— Start of DATASET EXCERPTS —

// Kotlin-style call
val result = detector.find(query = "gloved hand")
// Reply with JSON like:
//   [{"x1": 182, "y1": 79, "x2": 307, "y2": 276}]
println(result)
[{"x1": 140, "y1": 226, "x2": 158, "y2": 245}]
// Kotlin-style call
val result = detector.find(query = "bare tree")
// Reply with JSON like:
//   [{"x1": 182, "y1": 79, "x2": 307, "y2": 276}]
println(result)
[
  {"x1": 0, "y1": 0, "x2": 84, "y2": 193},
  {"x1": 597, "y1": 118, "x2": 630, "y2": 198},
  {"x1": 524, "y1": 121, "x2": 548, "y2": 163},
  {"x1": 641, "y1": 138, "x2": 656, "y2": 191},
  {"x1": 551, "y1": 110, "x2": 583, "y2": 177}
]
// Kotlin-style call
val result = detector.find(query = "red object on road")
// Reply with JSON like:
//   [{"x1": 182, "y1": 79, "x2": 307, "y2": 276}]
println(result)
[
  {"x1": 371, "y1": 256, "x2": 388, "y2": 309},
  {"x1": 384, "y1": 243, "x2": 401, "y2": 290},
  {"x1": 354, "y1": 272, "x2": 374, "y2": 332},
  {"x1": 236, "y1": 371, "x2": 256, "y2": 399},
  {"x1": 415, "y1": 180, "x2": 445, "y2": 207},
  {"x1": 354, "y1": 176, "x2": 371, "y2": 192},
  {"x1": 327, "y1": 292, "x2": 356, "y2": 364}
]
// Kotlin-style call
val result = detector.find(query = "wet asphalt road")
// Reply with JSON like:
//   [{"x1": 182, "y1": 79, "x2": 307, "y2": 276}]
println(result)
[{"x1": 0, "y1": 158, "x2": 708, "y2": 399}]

— End of DATASET EXCERPTS —

| SET TASK |
Copy every line of the material above exactly as it appears.

| COMPLETED EXERCISE |
// Kotlin-style call
val result = detector.find(query = "gloved hand")
// Reply with JSON like:
//   [{"x1": 182, "y1": 79, "x2": 307, "y2": 276}]
println(result)
[{"x1": 140, "y1": 226, "x2": 158, "y2": 245}]
// Kotlin-style call
val result = detector.find(query = "bare tree")
// Reply with JSON like:
//   [{"x1": 182, "y1": 79, "x2": 307, "y2": 276}]
println(result)
[
  {"x1": 0, "y1": 0, "x2": 84, "y2": 193},
  {"x1": 597, "y1": 118, "x2": 630, "y2": 198},
  {"x1": 524, "y1": 121, "x2": 548, "y2": 163},
  {"x1": 641, "y1": 138, "x2": 656, "y2": 191},
  {"x1": 551, "y1": 110, "x2": 583, "y2": 177}
]
// Kotlin-style call
val result = detector.find(query = "red object on road")
// Reply with JSON like:
//   [{"x1": 182, "y1": 79, "x2": 307, "y2": 276}]
println(result)
[
  {"x1": 371, "y1": 256, "x2": 388, "y2": 309},
  {"x1": 384, "y1": 243, "x2": 401, "y2": 290},
  {"x1": 354, "y1": 272, "x2": 374, "y2": 332},
  {"x1": 236, "y1": 371, "x2": 256, "y2": 399},
  {"x1": 415, "y1": 180, "x2": 445, "y2": 207},
  {"x1": 354, "y1": 176, "x2": 371, "y2": 192},
  {"x1": 327, "y1": 292, "x2": 356, "y2": 364}
]
// Kotlin-style call
val result = detector.find(query = "wet asphalt road")
// Reply with JSON like:
//   [{"x1": 182, "y1": 79, "x2": 307, "y2": 276}]
println(result)
[{"x1": 0, "y1": 158, "x2": 708, "y2": 399}]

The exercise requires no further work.